::: PAGE EXCERPT

| The
consumer has calculated total operating expenses, a break-even analysis,
a sales goal, and a price for the product or service. Now he or she
can develop a Cash Flow Statement. Cash is even more
important to a business than profits - a profitable business may still
be unable to pay its bills. The Cash Flow Statement shows when the business
will receive cash and when cash must be available to pay bills. Cash
covers pre-opening expenses, pays bills, purchases equipment, and covers
unexpected expenses. The Income Statement contains much of the information
on the Cash Flow Statement. However, the Cash Flow Statement shows when
the cash actually will be received and the expenses actually
paid.
This should not be confused with the consumer's personal cash
flow statement completed earlier in the self-employment assessment phase.
The personal statement shows the amount of money the individual needs
to live and cover monthly expenses. The business Cash Flow Statement
predicts when the business will need cash and when cash will be available.
The Cash Flow Statement has two sections. The top section shows how
and when cash will be received by the business. The bottom section shows
how and when the money will be used to pay bills. Unlike the Income
Statement, the Cash Flow Statement shows money coming in only when
the business actually receives it and going out only when the business
actually pays a bill.
Jake's Ace Auto projects sales of $1,000 on January 2nd (See Figure
11). Although owed this amount, Jake can not enter it as January revenue
until the money is received. This makes Cash Flow Statement projections
somewhat difficult for this fledgling business, but Jake can project
receivables based on the experiences of similar businesses or on an
industry standard. Other mechanics tell Jake that half of their accounts
receivable are paid within two weeks, three-quarters within four weeks,
and the remainder within eight weeks. Therefore, Jake can project $500
from receivables in January, $250 in February, and another $250 in March.
Ace Auto also projects that it will do $500 worth of monthly cash business
- this cash is entered immediately into the Cash Flow Statement.

::::::
::: ROWS

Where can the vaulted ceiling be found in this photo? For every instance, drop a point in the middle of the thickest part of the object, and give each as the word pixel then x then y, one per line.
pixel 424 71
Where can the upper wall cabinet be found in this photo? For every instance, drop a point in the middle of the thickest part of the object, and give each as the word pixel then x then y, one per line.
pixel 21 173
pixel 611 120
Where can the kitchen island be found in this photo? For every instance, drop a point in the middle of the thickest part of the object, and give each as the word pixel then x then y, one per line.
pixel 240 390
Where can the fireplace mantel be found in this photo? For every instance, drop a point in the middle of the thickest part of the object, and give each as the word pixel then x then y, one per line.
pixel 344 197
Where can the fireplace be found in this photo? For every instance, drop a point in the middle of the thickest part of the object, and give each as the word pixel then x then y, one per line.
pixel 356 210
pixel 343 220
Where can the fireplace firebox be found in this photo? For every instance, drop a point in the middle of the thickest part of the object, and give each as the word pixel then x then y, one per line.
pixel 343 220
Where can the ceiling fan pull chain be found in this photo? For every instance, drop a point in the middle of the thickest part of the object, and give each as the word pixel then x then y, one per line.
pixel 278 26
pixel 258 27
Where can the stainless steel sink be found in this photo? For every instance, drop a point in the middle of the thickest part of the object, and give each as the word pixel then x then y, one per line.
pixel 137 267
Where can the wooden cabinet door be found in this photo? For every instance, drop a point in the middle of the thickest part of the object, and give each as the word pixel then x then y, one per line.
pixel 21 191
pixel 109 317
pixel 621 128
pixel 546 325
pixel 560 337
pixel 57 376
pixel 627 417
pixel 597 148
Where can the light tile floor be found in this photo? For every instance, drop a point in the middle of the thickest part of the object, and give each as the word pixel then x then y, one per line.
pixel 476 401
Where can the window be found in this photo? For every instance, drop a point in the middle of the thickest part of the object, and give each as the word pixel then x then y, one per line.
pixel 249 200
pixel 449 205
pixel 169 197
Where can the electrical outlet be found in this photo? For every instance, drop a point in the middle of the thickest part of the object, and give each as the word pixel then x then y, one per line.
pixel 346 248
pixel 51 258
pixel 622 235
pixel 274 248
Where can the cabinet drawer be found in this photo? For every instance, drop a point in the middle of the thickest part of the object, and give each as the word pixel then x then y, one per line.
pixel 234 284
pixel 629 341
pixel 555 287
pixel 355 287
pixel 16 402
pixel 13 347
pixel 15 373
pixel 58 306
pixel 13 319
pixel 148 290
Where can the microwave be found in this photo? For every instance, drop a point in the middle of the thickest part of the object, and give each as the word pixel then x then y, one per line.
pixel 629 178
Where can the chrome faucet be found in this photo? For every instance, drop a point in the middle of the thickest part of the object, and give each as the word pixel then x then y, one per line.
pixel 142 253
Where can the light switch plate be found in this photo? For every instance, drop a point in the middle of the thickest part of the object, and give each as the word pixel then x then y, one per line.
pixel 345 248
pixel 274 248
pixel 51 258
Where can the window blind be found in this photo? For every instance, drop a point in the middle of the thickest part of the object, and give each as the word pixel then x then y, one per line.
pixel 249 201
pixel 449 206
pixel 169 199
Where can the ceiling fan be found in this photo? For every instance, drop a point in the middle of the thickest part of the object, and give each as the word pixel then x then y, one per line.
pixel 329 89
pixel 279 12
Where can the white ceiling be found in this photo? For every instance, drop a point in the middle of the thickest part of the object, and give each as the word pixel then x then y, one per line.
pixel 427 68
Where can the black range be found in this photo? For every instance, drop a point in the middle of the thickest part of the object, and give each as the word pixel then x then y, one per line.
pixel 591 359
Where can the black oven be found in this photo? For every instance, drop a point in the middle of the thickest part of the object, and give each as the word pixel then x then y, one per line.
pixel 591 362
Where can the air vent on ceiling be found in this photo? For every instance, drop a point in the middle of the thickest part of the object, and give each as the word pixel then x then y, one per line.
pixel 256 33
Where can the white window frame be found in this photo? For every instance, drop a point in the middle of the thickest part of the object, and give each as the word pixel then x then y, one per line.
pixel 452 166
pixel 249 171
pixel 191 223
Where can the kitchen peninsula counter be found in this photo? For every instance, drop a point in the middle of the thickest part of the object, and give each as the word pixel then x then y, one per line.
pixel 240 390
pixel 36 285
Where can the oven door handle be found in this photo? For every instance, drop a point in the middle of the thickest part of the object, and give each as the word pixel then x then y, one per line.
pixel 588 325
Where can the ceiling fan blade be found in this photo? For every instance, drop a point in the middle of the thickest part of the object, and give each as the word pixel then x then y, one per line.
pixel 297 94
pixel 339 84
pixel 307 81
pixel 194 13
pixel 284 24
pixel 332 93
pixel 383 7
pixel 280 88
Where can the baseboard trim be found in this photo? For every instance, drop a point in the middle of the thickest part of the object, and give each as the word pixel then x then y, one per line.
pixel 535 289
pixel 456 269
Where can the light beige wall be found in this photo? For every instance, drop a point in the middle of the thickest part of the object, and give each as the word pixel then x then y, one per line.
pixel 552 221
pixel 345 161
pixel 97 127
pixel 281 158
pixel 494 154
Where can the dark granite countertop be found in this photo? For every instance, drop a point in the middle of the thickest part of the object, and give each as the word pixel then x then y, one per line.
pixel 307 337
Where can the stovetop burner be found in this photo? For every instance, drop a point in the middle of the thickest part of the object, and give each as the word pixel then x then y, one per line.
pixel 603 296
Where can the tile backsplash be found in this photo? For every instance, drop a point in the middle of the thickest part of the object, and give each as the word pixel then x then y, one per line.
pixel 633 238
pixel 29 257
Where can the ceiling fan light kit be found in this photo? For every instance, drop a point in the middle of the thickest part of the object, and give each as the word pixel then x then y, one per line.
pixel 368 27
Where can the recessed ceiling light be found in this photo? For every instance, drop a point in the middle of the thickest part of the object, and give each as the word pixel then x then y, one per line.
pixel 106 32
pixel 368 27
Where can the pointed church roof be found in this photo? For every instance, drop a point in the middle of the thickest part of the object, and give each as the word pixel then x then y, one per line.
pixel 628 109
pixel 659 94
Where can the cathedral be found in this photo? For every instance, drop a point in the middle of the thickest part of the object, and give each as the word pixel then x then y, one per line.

::::::

● **AIM**:
Decide whether each statement agrees with the cash flow passage, answering yes or no and quoting the deciding words: (a) The Cash Flow Statement has three sections. (b) A profitable business may be unable to pay its bills. (c) Jake may enter the $1,000 owed as January revenue before it is received. None of the items are needed for this work.

● **ANSWER FOR THE TASK**:
(a) No: "The Cash Flow Statement has two sections."
(b) Yes: "a profitable business may still be unable to pay its bills."
(c) No: "Jake can not enter it as January revenue until the money is received."